___ 文档片段
POJ-1287-Networking

链接：https://vjudge.net/problem/POJ-1287#author=dream2017

题意：

存在许多点和点与点之间的路径，路径长度不一，点到点之间可能存在多条路径。挑选部分路径使得所有点连通且总路径长度最小。

思路:

Kruskal

代码：

#include <iostream>
#include <memory.h>
#include <string>
#include <istream>
#include <sstream>
#include <vector>
#include <stack>
#include <algorithm>
#include <map>
#include <queue>
#include <math.h>
using namespace std;
typedef long long LL;
const int MAXM = 10000;
const int MAXN = 100;
struct Path
{
    int _l;
    int _r;
    int _value;
    bool operator < (const Path & that)const {
        return this->_value < that._value;
    }
}path[MAXM];

int Father[MAXN];

int Get_F(int x)
{
    return Father[x] = (Father[x] == x) ? x : Get_F(Father[x]);
}

int main()
{
    int p,r;
    while (~scanf("%d%d",&p,&r) && p)
______
___ 所给数据
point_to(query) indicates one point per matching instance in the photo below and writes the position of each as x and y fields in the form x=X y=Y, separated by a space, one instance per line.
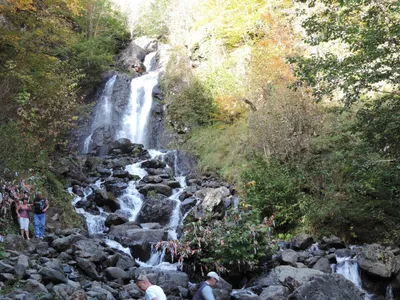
______
任务要求:
请从这篇 POJ-1287 题解停下的地方续写下去。 上面的列表与本练习无关。

练习结果:
    {
        for (int i = 1;i<=p;i++)
            Father[i] = i;
        for (int i = 1;i<=r;i++)
            scanf("%d%d%d",&path[i]._l,&path[i]._r,&path[i]._value);
        sort(path+1,path+1+r);
        int sum = 0;
        for (int i = 1;i<=r;i++)
        {
            int tl = Get_F(path[i]._l);
            int tr = Get_F(path[i]._r);
            if (tl != tr)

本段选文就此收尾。